### EXERCISE PROMPT:
Answer these about the article on the Gilbert therapy centers below:
(a) How many centers have parents opened in Gilbert over the past year?
(b) At which intersection is Lauren's Institute for Education located?
(c) What condition did Lauren's stem cell transplant treat?

### EXTRACT:
◇ ◇ ◇

Parents who know how difficult it is to get therapy for their special needs children are helping to fill the gap with two centers they've opened in Gilbert over the past year.
The new centers have helped dozens of parents get off long waiting lists. They're both founded by parents who want to ensure that their kids, and other area kids, get the services they need.
The need is so great that Carrie Reed of Queen Creek is already expanding Lauren's Institute for Education, which opened last summer in south Gilbert at Queen Creek and Higley roads and serves more than 250 children with 80 therapists.
"We did it because we felt the community had stepped up and helped our daughter, gave her a chance at a new life," Reed said. "We wanted to give back and help other kids. We tried to do a one-stop shop, so kids can get all their needs met under one roof."
The institute is named in honor of her 7-year-old daughter, Lauren, who received an experimental stem cell transplant to treat Sanfilippo's syndrome. Lauren receives physical, occupational, music and other kinds of therapy at the center.

◇ ◇ ◇

### Items from a dataset:
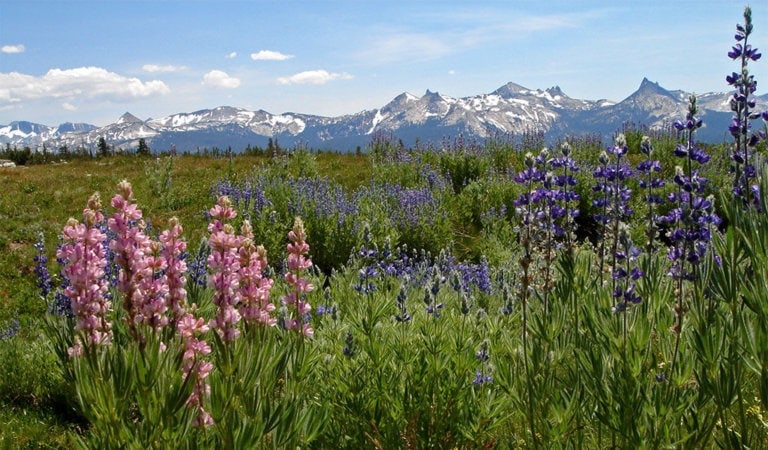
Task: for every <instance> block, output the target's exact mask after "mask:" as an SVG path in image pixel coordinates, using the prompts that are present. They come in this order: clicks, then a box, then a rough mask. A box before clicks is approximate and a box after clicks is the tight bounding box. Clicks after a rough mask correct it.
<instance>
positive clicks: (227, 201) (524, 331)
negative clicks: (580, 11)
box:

◇ ◇ ◇

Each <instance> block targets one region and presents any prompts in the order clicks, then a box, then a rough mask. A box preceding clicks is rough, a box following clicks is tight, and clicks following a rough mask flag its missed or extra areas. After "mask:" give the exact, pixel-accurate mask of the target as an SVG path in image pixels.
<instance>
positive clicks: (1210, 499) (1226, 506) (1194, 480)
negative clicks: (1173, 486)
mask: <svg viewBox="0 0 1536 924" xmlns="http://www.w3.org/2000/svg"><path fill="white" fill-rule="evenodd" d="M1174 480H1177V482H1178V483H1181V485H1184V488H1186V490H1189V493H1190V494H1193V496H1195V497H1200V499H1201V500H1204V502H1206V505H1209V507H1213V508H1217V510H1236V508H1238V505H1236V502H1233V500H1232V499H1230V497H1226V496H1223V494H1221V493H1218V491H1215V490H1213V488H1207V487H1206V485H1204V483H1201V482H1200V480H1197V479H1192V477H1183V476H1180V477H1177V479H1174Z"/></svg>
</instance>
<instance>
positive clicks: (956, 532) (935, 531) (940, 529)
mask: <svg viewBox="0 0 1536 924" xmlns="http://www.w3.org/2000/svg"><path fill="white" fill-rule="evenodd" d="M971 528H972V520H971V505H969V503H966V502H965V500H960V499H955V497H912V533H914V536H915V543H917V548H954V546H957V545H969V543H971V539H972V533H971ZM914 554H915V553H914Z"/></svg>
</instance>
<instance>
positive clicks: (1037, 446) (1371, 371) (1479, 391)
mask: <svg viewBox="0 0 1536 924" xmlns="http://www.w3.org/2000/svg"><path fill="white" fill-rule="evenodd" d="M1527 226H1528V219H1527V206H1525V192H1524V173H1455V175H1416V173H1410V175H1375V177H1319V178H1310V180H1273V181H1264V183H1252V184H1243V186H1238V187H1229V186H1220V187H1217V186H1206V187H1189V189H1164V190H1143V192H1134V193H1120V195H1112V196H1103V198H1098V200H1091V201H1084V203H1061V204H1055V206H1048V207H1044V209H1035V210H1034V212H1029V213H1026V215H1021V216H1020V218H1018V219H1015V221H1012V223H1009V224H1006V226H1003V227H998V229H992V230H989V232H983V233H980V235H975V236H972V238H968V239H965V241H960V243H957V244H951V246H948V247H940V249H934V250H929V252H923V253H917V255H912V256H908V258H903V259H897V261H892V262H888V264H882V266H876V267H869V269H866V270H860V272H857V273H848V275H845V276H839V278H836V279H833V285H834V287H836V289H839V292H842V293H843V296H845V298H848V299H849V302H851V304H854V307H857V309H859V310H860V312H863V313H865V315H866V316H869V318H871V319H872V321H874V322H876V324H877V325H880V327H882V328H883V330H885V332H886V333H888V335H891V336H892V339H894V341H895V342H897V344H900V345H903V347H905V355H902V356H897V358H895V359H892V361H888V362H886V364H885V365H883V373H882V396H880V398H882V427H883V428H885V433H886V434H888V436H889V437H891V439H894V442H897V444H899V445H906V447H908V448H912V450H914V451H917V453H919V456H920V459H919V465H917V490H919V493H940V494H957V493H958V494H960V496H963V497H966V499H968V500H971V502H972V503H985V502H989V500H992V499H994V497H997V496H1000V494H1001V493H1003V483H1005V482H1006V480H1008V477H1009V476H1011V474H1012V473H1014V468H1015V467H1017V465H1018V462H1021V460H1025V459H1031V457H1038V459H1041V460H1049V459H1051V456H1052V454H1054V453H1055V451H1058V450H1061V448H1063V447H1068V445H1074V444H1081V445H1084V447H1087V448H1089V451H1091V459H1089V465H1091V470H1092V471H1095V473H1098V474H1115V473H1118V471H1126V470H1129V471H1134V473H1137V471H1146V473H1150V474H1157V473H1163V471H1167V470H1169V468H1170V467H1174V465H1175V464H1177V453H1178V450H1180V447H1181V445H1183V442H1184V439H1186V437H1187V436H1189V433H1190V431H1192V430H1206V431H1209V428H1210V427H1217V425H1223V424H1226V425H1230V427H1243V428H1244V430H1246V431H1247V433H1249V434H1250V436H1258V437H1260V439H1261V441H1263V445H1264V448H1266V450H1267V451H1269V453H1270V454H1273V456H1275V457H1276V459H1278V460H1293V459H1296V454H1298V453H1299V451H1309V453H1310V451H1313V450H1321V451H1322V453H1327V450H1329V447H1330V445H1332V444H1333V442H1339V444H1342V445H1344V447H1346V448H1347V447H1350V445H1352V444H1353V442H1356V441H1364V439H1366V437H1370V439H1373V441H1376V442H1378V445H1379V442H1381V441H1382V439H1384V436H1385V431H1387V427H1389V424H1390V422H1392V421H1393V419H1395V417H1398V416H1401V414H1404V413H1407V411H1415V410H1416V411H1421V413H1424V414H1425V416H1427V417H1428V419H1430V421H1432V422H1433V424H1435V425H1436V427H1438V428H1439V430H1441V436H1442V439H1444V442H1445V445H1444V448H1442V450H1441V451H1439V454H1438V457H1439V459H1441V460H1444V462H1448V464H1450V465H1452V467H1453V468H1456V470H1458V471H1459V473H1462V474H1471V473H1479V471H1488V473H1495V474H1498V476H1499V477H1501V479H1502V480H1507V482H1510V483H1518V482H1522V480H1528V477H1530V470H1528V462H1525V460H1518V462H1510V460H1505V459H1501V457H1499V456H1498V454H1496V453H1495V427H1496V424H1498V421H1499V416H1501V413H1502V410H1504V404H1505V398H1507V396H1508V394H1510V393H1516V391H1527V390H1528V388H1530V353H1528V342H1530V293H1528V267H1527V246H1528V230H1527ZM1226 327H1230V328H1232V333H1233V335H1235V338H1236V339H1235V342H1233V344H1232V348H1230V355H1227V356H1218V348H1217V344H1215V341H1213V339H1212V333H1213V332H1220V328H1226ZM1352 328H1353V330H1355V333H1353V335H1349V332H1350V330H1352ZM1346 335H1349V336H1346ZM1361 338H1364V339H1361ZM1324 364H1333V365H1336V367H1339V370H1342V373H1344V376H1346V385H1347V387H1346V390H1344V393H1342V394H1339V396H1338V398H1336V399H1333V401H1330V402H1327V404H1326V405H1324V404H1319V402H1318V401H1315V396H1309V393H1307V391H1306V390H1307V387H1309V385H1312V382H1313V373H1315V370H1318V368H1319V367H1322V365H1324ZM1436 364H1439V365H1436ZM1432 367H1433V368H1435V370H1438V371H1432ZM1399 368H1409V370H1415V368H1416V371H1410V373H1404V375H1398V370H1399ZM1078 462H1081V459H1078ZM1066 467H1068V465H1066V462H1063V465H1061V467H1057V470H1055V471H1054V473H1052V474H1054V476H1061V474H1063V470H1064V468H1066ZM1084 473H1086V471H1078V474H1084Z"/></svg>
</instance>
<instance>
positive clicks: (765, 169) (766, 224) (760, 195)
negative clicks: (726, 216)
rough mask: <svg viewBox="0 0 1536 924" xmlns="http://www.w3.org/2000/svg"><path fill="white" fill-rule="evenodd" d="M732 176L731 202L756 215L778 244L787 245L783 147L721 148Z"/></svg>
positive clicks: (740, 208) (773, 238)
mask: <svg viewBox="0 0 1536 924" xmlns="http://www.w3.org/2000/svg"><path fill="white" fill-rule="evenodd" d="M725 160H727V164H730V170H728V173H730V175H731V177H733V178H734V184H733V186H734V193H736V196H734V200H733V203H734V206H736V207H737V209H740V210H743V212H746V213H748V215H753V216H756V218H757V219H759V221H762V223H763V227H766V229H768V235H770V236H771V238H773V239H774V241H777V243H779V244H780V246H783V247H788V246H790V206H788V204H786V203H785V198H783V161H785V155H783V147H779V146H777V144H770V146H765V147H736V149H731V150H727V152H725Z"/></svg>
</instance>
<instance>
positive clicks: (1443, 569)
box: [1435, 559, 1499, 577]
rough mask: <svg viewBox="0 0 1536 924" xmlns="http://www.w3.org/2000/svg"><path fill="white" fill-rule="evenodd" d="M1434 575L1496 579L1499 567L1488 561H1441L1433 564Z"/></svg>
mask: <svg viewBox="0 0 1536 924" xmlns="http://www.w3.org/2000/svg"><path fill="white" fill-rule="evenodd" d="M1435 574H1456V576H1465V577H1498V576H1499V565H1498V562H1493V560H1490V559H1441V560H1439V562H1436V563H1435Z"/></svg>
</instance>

◇ ◇ ◇

### YOUR RESPONSE:
(a) Two
(b) Queen Creek and Higley roads, in south Gilbert
(c) Sanfilippo's syndrome